WHAT YOU NEED TO DO: Only the lines from the line holding "Where can the white sofa" through the final line of the entries below are to be returned, exactly as they stand.

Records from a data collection
_ _ _ _ _

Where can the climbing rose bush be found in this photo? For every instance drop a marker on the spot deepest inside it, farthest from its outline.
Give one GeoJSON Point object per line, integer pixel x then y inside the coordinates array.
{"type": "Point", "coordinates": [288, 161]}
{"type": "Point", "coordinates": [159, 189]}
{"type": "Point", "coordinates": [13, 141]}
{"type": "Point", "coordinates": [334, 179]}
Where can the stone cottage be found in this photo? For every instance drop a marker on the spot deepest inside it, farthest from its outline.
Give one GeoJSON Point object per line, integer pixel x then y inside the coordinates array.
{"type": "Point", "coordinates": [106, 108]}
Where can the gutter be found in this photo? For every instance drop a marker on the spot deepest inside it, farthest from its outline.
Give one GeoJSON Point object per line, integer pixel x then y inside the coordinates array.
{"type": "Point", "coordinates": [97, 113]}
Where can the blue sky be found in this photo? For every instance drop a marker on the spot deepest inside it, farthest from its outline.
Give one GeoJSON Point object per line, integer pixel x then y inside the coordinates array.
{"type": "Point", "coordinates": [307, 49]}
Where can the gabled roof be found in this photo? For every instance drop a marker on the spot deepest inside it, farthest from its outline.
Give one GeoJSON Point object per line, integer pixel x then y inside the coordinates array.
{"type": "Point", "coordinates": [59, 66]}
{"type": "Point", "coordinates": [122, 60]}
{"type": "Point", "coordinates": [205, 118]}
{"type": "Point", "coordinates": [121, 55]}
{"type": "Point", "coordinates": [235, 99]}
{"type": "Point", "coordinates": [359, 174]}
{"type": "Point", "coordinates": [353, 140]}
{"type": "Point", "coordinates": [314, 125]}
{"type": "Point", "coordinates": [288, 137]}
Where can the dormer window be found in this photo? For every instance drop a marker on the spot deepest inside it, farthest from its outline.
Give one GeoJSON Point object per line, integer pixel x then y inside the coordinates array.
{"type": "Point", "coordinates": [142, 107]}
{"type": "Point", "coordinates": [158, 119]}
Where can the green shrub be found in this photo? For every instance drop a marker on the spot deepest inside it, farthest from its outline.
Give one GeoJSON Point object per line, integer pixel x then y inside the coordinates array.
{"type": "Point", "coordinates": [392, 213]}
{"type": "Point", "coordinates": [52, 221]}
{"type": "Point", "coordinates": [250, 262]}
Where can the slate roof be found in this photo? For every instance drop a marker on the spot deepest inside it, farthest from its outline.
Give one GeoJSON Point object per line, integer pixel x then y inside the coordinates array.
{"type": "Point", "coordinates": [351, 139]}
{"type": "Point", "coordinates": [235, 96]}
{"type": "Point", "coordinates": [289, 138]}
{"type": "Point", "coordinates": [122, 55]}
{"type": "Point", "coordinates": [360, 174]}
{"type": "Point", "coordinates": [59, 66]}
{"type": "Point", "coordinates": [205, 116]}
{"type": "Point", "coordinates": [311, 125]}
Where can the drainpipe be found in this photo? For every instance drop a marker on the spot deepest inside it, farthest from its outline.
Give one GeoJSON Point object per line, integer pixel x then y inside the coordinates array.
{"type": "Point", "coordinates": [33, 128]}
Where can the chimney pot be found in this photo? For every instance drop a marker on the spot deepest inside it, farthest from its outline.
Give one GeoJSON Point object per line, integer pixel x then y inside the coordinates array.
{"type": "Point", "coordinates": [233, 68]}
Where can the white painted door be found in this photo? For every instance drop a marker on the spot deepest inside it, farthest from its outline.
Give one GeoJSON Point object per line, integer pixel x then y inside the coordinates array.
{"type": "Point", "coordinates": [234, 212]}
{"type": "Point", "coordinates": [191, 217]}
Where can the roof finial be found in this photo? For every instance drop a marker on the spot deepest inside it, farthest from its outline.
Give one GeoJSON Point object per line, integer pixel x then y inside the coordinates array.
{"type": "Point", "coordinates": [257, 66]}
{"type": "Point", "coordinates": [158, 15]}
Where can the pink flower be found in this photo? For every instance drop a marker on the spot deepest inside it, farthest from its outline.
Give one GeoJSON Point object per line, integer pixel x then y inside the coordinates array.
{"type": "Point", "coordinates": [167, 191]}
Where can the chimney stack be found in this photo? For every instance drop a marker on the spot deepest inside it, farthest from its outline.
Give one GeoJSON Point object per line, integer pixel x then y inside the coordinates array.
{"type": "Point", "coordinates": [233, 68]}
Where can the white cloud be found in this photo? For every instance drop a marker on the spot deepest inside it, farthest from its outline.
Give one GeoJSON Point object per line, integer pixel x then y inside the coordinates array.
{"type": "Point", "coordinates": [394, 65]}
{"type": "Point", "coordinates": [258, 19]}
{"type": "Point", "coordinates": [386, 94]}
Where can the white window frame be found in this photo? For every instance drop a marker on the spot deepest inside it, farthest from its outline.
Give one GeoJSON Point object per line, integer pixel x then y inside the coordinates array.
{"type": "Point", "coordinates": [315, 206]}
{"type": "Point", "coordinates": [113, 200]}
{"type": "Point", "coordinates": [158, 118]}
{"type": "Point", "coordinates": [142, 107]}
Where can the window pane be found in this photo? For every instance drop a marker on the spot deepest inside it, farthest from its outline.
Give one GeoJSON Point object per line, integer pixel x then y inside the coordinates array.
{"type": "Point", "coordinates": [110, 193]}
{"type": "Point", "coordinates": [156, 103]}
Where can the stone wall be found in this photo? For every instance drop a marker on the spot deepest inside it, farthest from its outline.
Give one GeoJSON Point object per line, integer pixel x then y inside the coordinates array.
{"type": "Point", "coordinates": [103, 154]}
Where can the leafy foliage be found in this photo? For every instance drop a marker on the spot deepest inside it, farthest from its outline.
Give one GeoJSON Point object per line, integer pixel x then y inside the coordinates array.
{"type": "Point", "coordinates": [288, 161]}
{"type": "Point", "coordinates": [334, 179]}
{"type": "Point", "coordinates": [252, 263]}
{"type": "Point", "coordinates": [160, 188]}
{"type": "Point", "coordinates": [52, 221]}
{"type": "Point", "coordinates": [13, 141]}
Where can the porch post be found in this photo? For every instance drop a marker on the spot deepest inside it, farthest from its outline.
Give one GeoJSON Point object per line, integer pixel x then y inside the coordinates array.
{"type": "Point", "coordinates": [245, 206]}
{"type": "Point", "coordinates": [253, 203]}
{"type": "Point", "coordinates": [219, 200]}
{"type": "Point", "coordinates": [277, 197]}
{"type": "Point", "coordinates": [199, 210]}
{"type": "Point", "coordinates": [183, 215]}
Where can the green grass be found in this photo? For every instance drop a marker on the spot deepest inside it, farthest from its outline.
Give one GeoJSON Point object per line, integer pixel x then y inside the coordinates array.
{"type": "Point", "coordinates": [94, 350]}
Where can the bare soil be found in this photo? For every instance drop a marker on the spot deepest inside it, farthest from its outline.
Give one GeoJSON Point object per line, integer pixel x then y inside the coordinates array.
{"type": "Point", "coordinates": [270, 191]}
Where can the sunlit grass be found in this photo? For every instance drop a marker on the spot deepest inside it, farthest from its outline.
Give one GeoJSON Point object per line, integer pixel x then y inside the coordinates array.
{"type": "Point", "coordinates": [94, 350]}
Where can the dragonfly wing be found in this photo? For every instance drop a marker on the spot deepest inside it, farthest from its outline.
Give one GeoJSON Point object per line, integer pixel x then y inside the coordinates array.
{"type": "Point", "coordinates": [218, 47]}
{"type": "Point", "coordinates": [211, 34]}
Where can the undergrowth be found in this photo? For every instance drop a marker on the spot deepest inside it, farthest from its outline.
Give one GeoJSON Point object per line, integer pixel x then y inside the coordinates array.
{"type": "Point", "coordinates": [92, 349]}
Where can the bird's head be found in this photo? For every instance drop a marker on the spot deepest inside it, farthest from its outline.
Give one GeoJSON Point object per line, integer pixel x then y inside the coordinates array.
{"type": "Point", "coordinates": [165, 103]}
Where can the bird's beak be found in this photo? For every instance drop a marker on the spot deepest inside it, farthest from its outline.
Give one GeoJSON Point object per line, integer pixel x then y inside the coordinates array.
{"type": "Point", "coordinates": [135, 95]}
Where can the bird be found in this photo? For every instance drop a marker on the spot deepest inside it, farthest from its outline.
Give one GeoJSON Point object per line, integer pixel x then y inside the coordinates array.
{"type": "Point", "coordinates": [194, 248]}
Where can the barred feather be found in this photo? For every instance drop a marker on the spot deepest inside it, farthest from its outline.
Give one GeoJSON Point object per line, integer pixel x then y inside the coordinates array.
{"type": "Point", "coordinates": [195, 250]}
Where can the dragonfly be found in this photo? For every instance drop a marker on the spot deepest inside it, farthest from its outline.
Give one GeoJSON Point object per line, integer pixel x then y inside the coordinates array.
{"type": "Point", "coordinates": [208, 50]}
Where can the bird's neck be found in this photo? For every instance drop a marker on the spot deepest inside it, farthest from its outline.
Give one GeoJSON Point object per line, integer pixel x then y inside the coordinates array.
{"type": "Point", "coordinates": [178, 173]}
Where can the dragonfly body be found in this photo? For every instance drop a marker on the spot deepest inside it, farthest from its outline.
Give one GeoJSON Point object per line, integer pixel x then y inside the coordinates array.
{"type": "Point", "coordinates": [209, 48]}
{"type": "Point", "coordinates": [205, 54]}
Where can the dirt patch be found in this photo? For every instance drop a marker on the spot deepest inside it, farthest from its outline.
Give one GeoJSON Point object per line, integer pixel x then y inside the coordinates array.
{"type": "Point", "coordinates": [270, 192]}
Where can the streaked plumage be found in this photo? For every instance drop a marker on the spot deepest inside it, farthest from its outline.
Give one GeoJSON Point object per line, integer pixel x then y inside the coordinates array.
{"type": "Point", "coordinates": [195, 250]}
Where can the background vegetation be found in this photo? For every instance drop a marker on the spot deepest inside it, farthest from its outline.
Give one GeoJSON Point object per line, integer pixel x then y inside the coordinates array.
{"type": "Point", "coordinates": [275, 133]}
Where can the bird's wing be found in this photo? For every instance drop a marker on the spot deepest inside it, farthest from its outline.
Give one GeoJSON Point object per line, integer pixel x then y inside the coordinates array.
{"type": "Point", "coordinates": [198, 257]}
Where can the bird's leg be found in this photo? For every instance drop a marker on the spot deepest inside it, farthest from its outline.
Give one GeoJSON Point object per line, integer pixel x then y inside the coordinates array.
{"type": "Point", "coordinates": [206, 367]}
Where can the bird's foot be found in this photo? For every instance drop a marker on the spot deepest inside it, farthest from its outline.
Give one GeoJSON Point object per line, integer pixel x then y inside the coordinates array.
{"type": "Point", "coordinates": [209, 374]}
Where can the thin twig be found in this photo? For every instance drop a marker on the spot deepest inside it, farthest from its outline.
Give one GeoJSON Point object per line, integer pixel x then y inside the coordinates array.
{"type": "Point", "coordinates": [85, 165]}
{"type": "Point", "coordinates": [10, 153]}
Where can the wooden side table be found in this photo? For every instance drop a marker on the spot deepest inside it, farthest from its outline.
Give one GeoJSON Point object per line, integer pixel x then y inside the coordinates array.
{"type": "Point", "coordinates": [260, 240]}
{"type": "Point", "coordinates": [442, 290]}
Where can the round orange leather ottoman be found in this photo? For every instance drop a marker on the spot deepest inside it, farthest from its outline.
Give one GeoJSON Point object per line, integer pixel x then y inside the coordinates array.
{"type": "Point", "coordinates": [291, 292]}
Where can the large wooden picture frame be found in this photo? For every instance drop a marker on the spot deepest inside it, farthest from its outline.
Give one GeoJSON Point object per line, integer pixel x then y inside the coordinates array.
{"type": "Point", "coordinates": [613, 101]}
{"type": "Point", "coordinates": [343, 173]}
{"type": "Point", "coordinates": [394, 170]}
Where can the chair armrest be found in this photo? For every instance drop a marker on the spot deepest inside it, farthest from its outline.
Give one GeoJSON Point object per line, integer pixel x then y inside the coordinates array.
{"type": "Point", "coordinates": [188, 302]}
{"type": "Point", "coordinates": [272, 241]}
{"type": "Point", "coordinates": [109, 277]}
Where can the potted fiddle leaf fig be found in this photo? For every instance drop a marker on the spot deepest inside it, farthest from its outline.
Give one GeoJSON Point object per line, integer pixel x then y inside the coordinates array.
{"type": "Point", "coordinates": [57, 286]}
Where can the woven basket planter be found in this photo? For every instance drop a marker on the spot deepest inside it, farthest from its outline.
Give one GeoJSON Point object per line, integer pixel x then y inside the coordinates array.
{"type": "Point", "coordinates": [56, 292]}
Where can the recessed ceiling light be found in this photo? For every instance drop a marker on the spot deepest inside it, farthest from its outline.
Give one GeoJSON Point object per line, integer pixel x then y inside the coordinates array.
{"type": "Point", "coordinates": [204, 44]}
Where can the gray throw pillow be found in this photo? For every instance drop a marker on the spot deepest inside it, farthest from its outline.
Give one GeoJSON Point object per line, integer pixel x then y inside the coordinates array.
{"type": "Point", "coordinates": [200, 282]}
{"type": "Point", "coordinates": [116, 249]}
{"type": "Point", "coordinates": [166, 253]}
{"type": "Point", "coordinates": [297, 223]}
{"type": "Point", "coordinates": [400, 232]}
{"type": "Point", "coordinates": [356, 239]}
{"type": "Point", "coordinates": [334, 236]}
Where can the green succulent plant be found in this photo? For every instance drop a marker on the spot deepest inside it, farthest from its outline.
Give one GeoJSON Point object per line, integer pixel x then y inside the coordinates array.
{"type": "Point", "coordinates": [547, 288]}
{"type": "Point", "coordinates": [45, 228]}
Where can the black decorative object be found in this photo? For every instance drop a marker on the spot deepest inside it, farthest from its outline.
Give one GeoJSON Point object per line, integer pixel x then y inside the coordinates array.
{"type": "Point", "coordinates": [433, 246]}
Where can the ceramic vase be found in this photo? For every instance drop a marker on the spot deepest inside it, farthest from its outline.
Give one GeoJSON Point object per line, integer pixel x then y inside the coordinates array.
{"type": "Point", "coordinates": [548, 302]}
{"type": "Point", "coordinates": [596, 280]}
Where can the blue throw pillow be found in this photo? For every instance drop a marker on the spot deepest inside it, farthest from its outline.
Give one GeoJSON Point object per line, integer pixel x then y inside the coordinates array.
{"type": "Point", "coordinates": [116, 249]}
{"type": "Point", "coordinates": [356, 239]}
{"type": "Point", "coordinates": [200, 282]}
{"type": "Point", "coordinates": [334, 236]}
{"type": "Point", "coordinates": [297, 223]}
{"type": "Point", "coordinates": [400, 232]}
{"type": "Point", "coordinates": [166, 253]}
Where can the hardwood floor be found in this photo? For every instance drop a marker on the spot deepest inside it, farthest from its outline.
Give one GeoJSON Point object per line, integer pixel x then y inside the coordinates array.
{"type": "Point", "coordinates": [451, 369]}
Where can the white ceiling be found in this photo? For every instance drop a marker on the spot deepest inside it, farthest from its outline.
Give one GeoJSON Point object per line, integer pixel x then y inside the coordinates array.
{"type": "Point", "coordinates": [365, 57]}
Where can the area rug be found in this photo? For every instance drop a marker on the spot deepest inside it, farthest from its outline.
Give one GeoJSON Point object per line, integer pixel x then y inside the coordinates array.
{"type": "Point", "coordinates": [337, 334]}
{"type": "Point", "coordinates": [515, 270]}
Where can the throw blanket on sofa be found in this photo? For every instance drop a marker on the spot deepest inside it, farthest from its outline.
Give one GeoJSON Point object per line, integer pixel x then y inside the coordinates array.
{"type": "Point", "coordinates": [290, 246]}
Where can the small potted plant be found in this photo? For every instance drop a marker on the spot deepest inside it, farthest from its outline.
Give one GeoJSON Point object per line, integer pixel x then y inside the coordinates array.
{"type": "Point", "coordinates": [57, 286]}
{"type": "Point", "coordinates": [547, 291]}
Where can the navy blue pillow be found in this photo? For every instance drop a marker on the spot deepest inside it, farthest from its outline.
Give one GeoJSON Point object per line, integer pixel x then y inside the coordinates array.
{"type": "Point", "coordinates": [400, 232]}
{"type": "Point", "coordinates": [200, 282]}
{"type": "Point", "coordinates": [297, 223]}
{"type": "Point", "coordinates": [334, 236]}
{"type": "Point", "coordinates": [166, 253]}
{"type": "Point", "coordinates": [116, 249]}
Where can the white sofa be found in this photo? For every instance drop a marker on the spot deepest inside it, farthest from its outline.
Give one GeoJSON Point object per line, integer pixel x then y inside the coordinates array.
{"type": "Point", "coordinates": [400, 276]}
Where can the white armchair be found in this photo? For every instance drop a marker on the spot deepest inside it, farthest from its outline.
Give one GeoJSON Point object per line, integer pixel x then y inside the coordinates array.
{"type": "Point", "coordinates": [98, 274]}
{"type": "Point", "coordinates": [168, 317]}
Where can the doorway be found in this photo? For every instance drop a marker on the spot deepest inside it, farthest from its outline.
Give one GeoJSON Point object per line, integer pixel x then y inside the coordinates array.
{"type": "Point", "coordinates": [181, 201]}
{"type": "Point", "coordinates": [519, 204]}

_ _ _ _ _

SOLUTION TO THE PROBLEM:
Where can the white sofa be found in this photo? For every instance drop a marker on the spot deepest inside it, farthest from its outline.
Give one GeoJSON Point object per line, integer pixel x then y inside the coordinates array.
{"type": "Point", "coordinates": [400, 276]}
Where can the white armchair be found in this photo? For every instance drop a marker on the spot deepest inside it, farthest from its outline.
Give one GeoJSON Point object per line, integer pixel x then y inside the coordinates array.
{"type": "Point", "coordinates": [98, 274]}
{"type": "Point", "coordinates": [168, 317]}
Where can the doorway be found in this photo? For every instance drop a marker on the spot deepest inside it, farthest from its outline.
Give one GeoJSON Point object per line, integer pixel x then y inside the coordinates array.
{"type": "Point", "coordinates": [181, 201]}
{"type": "Point", "coordinates": [519, 204]}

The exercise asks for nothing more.